_Consigne écrite 1_
Transcrivez le passage de l'extrait sur la politique économique extérieure suisse, en commençant à « Le total des montants » et en terminant à « total des avances. ».

_Extrait du texte_
+---+

Année politique Suisse 1991 : Chronique générale / Politique étrangère suisse
Politique économique extérieure
La publication du rapport sur la politique économique extérieure de 1990 donna lieu à un long débat sur l'avenir des relations économiques extérieures de la Suisse, qui a porté avant tout sur l'état des négociations du traité de l'EEE. A cette occasion, les deux Chambres ont adopté à l'unanimité un arrêté fédéral approuvant l'accord entre la Suisse et la CE relatif à la facilitation des contrôles et des formalités lors du transport des marchandises
[78].
Le total des montants couverts par la GRE s'est élevé, en 1991, à 1676,8 millions de francs contre 1885,1 millions l'année précédente. Dans le compte global, les recettes se sont montées à 252,9 millions de francs et les dépenses à 462,6, ce qui donne un excédent des dépenses de 209,7 millions. Les dépenses résultent en particulier de paiements pour dommages politiques et de transferts (372,3 millions de francs) et d'intérêts sur l'avance de la Confédération (74 millions). Afin de compenser les besoins en liquidités de la GRE, un acompte de la Confédération de 335 millions de francs a été sollicité, portant ainsi à 2266 millions de francs le total des avances.
Les engagements de la garantie contre les risques de l'investissement (GRI) s'élevaient à 28,6 millions de francs à la fin de l'année. Les excédents de recettes ont fait croître les réserves de 28,2 millions de francs; les engagements de la GRI sont ainsi couverts à raison de 98%
[79].
A cause de la guerre civile et de la difficulté de la Yougoslavie à honorer l'accord de rééchelonnement de sa dette en faveur de la Suisse, les exportations en direction de ce pays ne bénéficient plus de la GRE depuis le mois de juillet, et ce jusqu'à nouvel avis
[80].

+---+

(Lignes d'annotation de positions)
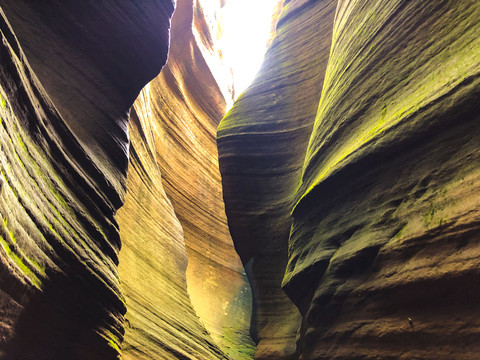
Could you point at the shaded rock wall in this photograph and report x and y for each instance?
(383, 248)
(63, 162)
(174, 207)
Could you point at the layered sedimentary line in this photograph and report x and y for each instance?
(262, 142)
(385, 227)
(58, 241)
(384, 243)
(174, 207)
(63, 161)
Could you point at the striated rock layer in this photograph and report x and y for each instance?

+---+

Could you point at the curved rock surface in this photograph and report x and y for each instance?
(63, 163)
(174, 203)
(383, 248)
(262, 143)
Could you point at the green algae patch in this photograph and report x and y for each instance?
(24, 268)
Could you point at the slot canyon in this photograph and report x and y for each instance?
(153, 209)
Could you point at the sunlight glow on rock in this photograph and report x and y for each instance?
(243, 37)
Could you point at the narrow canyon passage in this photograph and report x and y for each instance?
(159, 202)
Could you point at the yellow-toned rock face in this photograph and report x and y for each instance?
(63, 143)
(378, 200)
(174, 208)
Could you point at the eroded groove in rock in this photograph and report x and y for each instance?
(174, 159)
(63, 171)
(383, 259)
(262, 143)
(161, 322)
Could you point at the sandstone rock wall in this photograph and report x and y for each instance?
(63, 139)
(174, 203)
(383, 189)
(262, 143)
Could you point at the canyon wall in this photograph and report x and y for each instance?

+---+

_Consigne écrite 2_
Réécrivez les lignes de données en commençant à celle qui contient « Could you point at the shaded » et en terminant à celle qui contient « Could you point at the striated », ces deux lignes comprises. Remplacez « report » par « give », ne changez rien d'autre et ne donnez que ces lignes.

_Réponse 1_
Le total des montants couverts par la GRE s'est élevé, en 1991, à 1676,8 millions de francs contre 1885,1 millions l'année précédente. Dans le compte global, les recettes se sont montées à 252,9 millions de francs et les dépenses à 462,6, ce qui donne un excédent des dépenses de 209,7 millions. Les dépenses résultent en particulier de paiements pour dommages politiques et de transferts (372,3 millions de francs) et d'intérêts sur l'avance de la Confédération (74 millions). Afin de compenser les besoins en liquidités de la GRE, un acompte de la Confédération de 335 millions de francs a été sollicité, portant ainsi à 2266 millions de francs le total des avances.

_Réponse 2_
Could you point at the shaded rock wall in this photograph and give x and y for each instance?
(383, 248)
(63, 162)
(174, 207)
Could you point at the layered sedimentary line in this photograph and give x and y for each instance?
(262, 142)
(385, 227)
(58, 241)
(384, 243)
(174, 207)
(63, 161)
Could you point at the striated rock layer in this photograph and give x and y for each instance?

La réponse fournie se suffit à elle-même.